Your assignment
From the entries below, transcribe exactly the lines between the line holding "Where can the man's nose" and the line holding "<point>525,191</point>", inclusive; skip all other lines.

--- Exercise data ---

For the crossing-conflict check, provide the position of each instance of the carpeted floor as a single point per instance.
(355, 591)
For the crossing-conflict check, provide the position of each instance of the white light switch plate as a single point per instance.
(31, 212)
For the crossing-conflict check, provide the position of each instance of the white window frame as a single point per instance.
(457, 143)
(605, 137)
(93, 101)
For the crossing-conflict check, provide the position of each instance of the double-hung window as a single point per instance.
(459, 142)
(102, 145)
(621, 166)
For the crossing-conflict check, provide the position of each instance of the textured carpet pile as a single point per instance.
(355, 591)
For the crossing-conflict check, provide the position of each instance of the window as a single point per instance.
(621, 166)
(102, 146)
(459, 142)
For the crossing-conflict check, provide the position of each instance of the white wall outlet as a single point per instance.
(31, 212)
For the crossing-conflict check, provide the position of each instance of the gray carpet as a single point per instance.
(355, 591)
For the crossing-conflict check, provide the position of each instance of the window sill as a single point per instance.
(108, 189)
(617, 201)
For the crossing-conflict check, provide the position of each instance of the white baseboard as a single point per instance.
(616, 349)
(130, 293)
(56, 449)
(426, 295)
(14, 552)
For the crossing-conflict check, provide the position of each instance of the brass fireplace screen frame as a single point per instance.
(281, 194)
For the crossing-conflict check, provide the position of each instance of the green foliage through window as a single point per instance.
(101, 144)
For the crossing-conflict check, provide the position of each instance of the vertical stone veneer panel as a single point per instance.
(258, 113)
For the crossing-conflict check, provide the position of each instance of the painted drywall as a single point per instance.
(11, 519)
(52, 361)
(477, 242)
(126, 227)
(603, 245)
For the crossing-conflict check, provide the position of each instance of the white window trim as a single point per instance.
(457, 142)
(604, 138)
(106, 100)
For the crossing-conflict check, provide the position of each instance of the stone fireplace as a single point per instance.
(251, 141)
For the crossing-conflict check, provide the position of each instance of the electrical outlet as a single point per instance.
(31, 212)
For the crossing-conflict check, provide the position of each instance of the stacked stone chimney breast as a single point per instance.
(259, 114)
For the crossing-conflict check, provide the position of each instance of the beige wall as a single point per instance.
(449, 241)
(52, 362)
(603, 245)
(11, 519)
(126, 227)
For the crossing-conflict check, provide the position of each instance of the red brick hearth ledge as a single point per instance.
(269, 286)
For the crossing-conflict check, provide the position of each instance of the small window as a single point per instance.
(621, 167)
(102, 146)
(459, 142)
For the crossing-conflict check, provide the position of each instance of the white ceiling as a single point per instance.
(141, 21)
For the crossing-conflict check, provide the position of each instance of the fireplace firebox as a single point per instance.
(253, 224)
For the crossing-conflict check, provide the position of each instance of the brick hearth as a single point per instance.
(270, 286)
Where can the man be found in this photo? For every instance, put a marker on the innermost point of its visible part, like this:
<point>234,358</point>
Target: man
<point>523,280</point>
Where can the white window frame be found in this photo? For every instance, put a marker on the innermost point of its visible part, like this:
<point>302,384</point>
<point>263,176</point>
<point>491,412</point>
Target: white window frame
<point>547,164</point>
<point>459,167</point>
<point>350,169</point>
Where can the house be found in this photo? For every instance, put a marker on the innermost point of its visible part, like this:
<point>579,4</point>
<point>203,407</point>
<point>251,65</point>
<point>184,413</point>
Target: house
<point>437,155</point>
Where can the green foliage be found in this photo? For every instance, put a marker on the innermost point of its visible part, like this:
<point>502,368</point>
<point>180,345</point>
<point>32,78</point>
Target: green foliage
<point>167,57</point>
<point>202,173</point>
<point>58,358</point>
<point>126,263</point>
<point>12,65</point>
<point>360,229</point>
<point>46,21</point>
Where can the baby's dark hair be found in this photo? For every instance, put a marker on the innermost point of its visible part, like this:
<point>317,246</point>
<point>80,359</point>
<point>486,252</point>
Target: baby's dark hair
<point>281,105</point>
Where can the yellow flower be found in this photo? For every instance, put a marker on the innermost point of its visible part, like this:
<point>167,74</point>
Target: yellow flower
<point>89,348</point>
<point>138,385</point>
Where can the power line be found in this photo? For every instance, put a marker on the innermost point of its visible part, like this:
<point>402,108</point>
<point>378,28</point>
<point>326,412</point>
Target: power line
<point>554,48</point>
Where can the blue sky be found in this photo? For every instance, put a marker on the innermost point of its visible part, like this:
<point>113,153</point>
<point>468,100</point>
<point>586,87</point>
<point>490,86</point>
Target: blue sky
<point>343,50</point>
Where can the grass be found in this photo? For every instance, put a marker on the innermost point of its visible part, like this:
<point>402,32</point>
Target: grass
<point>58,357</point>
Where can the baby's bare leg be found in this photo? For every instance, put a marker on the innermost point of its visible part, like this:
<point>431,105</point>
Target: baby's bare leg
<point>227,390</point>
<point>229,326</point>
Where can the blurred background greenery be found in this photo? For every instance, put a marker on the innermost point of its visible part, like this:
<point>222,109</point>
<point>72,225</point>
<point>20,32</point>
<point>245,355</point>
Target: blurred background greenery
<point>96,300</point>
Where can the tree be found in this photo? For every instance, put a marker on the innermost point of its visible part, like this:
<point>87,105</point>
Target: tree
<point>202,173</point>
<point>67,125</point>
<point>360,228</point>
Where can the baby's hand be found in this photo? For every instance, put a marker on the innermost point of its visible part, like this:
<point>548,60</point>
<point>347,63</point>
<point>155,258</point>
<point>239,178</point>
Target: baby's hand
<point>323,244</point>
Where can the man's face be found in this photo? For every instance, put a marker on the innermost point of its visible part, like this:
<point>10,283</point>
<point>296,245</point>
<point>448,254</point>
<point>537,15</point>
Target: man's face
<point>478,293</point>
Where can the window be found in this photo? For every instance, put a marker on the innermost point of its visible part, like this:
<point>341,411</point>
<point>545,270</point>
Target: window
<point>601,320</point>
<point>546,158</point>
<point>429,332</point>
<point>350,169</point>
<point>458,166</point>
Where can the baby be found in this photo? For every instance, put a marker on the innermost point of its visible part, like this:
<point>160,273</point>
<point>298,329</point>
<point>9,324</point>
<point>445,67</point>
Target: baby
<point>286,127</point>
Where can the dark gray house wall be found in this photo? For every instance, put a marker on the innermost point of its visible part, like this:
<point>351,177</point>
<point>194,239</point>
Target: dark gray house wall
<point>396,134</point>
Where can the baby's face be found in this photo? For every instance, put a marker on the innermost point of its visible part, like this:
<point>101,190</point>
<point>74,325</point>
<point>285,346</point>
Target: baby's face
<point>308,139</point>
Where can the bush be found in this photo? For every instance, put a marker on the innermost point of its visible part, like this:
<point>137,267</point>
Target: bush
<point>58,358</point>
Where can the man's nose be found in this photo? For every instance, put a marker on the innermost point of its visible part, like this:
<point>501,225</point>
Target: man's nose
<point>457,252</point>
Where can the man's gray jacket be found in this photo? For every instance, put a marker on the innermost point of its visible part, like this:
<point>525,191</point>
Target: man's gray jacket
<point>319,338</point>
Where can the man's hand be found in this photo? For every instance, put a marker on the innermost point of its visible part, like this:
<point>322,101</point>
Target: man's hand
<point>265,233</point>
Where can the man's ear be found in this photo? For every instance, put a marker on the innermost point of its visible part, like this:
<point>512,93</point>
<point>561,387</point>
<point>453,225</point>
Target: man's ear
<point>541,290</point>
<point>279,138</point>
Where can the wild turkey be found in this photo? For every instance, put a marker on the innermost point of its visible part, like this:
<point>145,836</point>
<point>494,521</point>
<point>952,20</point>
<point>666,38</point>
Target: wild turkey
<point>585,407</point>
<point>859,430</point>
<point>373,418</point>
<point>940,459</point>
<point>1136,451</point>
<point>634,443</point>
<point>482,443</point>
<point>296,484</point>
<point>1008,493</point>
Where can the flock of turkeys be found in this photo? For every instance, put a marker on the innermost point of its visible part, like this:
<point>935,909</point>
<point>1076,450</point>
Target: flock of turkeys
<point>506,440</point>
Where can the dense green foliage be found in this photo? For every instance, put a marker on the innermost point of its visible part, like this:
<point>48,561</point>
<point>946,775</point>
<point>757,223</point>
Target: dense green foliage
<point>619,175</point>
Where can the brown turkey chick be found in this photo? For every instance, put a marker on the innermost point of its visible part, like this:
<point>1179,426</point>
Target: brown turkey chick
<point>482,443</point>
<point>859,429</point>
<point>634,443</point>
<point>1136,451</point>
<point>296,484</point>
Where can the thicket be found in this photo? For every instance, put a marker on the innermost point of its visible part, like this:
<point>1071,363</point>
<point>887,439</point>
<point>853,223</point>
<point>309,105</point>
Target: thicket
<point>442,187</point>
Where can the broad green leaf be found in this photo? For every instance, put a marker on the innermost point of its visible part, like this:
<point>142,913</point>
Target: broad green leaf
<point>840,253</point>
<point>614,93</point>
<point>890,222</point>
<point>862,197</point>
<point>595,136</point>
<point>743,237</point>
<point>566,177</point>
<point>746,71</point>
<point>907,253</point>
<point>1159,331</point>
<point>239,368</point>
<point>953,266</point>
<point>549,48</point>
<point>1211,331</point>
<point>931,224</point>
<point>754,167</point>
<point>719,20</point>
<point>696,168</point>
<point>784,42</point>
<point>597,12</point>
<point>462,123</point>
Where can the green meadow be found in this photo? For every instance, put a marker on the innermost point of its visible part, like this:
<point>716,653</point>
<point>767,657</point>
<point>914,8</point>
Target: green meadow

---

Written answer
Where can the man's nose be found in this photo? For every instance, put a marker on the innermost point of its visible part, like this:
<point>501,225</point>
Target: man's nose
<point>457,252</point>
Where can the man's gray jacket be found in this photo? For every instance, put a marker on the innermost point of its visible part, like this:
<point>525,191</point>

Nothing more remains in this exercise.